PROVIDED PASSAGE

>> Start

In 2001, the CIA created a prison
known as “COBALT” where interrogators used harsh measures to “break any
resistance of al-Qaeda captives by inducing a state of helplessness.”
Nearly fifteen years later, the American
Civil Liberties Union filed a lawsuit against psychologists James Mitchell and
John Bruce Jessen on behalf of three former detainees exposed to these advanced
interrogation techniques: Suleiman Abdullah Salim, Mohamed Ahmed Ben Soud, and
a representative for the deceased detainee Gul Rahman.
Mitchell and Jessen originally developed
the methods used in the interrogation program and ran a Spokane,
Washington-based company that received $81 million from the CIA to extract
information from detainees. Each plaintiff seeks compensatory and punitive damages.
On July 28, Judge Justin Quackenbush of
the United States District Court for the Eastern District of Washington denied
motions from both sides to end the case in the pre-trial stage, ruling that the
evidence warrants a trial on the issues. Trial is set for September 5. [1]
Let’s look at some of the legal
issues surrounding the lawsuit. What is the basis of the suit? What are the
relevant legal standards? If the suit goes to trial, what will the
psychologists assert in their defense?
The basis of the lawsuit is the Alien Tort
Statute. Passed all the way back in 1789, it allows non-citizens to sue in US
courts for violations of the law of nations or a treaty of the United States.[2] Federal courts are also given
jurisdiction to hear non-citizens’ claims regarding international law when the
claims “touch and concern the territory of the United States.” [3]
The plaintiff’s claims in this case
touch and concern the United States because the US government is alleged to
have carried out the disputed conduct and because the defendants were acting
with and on behalf of the United States.

>> End

RECORDED DATA

>> Start

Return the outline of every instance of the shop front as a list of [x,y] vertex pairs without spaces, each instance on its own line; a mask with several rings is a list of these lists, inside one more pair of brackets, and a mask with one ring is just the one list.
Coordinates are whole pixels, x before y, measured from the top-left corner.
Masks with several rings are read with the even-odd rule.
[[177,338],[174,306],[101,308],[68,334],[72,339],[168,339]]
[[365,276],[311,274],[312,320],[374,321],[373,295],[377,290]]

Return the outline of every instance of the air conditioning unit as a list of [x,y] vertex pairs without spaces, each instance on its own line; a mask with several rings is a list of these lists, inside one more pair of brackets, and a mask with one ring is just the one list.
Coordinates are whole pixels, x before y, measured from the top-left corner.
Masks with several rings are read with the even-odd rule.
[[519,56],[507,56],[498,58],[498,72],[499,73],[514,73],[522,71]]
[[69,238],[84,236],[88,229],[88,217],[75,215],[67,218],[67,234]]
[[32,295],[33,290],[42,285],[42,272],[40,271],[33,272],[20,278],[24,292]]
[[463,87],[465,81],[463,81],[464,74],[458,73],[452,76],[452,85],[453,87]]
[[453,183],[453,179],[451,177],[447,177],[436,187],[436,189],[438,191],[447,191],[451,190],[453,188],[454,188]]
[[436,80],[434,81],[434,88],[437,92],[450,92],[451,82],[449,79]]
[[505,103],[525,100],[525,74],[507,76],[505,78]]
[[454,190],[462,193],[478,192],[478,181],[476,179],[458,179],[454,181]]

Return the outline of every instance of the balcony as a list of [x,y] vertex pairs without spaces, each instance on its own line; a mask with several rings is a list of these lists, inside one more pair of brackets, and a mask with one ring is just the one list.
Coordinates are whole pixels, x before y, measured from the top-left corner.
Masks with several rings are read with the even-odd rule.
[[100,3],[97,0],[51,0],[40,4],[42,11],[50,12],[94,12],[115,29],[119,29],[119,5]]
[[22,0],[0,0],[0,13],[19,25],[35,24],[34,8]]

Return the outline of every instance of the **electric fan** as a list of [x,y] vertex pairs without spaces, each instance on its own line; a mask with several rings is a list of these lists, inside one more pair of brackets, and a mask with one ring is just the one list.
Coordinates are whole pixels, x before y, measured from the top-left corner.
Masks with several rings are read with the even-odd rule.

>> End

GIVEN EXERCISE A
Transcribe the stretch from "On July 28, Judge" through "in their defense?" in the text on the COBALT detainee lawsuit.
GIVEN EXERCISE B
Finish out the next part of the text on the COBALT detainee lawsuit, picking up after its last sentence.

EXERCISE OUTPUT A
On July 28, Judge Justin Quackenbush of
the United States District Court for the Eastern District of Washington denied
motions from both sides to end the case in the pre-trial stage, ruling that the
evidence warrants a trial on the issues. Trial is set for September 5. [1]
Let’s look at some of the legal
issues surrounding the lawsuit. What is the basis of the suit? What are the
relevant legal standards? If the suit goes to trial, what will the
psychologists assert in their defense?

EXERCISE OUTPUT B
The plaintiffs allege two underlying
causes of action:
First, the plaintiffs allege that they
were subjected to interrogation methods that violated international law.
Specifically, the Geneva Convention, which the United States is a party
to, prohibits:
“Outrages
upon personal dignity, in particular humiliating and degrading treatment.”
The
plaintiffs also argue that the defendants helped the CIA violate customary
intentional law, established by the International Committee of the Red Cross’s
Rule 90, which states:
“Torture, cruel or inhuman treatment and
outrages upon personal dignity, in particular humiliating and degrading
treatment, are prohibited.”[4]
The plaintiffs argue that the methods
that the psychologists developed violated these standards for several reasons.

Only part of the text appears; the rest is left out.